STATED GOAL – Retype the full set of records. Keep every character identical.

RECORDS PROVIDED –

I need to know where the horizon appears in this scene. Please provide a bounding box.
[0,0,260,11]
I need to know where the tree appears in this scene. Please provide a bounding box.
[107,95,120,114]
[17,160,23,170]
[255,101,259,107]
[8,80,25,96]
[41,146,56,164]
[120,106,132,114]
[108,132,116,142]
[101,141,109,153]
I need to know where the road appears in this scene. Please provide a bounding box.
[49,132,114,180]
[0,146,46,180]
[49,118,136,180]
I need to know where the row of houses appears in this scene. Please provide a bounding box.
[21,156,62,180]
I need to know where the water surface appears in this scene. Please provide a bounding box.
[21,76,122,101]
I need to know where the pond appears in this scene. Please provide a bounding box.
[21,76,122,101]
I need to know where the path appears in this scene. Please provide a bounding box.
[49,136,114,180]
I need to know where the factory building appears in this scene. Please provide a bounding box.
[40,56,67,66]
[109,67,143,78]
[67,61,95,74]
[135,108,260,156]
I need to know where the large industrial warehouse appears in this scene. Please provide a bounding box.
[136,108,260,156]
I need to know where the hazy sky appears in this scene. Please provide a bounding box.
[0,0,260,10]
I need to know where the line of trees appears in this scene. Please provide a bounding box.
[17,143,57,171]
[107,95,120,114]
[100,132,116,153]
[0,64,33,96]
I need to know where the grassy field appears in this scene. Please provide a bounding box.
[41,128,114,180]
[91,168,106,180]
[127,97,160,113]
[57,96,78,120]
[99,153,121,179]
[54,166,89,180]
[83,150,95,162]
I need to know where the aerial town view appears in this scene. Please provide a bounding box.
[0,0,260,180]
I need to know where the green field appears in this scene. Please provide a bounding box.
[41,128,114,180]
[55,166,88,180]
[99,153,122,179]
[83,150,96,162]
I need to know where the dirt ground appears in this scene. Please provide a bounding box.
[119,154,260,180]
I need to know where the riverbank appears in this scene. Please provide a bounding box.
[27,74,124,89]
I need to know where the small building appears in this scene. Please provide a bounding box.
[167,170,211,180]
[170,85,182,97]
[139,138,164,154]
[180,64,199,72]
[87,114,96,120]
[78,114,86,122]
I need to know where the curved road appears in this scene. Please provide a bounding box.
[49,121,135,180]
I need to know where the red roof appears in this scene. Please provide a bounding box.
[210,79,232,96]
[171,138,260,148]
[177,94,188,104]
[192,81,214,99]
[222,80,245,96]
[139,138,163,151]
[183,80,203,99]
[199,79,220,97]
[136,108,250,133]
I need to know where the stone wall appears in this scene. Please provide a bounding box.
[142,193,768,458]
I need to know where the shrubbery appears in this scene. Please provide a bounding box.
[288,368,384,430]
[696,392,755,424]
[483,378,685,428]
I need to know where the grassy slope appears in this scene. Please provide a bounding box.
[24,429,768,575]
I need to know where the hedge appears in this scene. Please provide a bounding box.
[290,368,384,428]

OUTPUT OF THE TASK –
I need to know where the horizon appears in this scene. Please provide a bounding box.
[0,0,260,11]
I need to know where the tree appears in this scene. Please provide a bounding box.
[107,95,120,114]
[17,160,23,170]
[255,101,259,107]
[8,80,25,96]
[41,146,56,164]
[120,106,132,114]
[108,132,116,142]
[101,141,109,153]
I need to know where the road appears in this scene. Please provide a bounding box.
[49,132,114,180]
[0,146,46,180]
[49,118,136,180]
I need to know where the row of houses appears in this scene. Please provide a bounding box.
[21,156,62,180]
I need to know where the water surface appears in this scene. Please provide a bounding box.
[21,76,122,101]
I need to know where the pond appears in this scene. Please provide a bounding box.
[21,76,122,101]
I need to know where the path appears in this scene. Please provide a bounding box.
[49,136,114,180]
I need to know where the factory building appears in this scene. Please provide a bounding box.
[40,56,67,66]
[109,67,143,78]
[67,61,95,74]
[135,108,260,156]
I need to know where the large industrial warehouse appears in this scene. Please provide a bounding box.
[136,108,260,156]
I need to know where the hazy sky appears in this scene. Please provide a bounding box.
[0,0,260,10]
I need to know where the line of trees appears in this scene. Please provide a bounding box.
[17,143,57,171]
[107,95,120,114]
[100,132,116,153]
[0,64,33,96]
I need to know where the grassy field appears in this scene. Please provide a bounding box.
[41,128,114,180]
[91,168,106,180]
[127,97,160,113]
[57,96,78,120]
[99,153,121,179]
[54,166,89,180]
[83,150,95,162]
I need to know where the aerial town view appears in this scene. Please provide a bounding box.
[0,0,260,180]
I need to know where the green field appears in this scene. Please provide a bounding box.
[41,128,114,180]
[55,166,88,180]
[99,153,122,179]
[83,150,96,162]
I need to know where the dirt ground appears in this scene. Please provide a bounding box.
[119,154,260,180]
I need to know where the riverbank appears in this scene. Please provide a bounding box.
[27,74,124,89]
I need to know where the small building appears in this scene. Please provide a bounding box.
[167,170,211,180]
[170,85,182,97]
[139,138,164,154]
[180,64,199,72]
[87,114,96,120]
[78,114,86,122]
I need to know where the curved road appears in this scene. Please provide a bounding box.
[49,121,135,180]
I need to know where the red roof appears in this scene. Please provide a bounding box.
[210,79,232,96]
[171,138,260,148]
[177,94,188,104]
[192,81,214,99]
[222,80,245,96]
[139,138,163,151]
[183,80,203,99]
[199,79,220,97]
[136,108,250,133]
I need to know where the stone wall appears in this scene. Please provide a bounding box.
[142,193,768,458]
I need to know where the shrubbery appears in this scene. Please provide a bounding box.
[288,368,384,430]
[696,392,755,424]
[483,378,685,428]
I need to know where the grassy slope appears in this scene. Please provide a bounding box.
[24,429,768,575]
I need to know where the hedge appears in this scene. Please provide a bounding box.
[290,368,384,428]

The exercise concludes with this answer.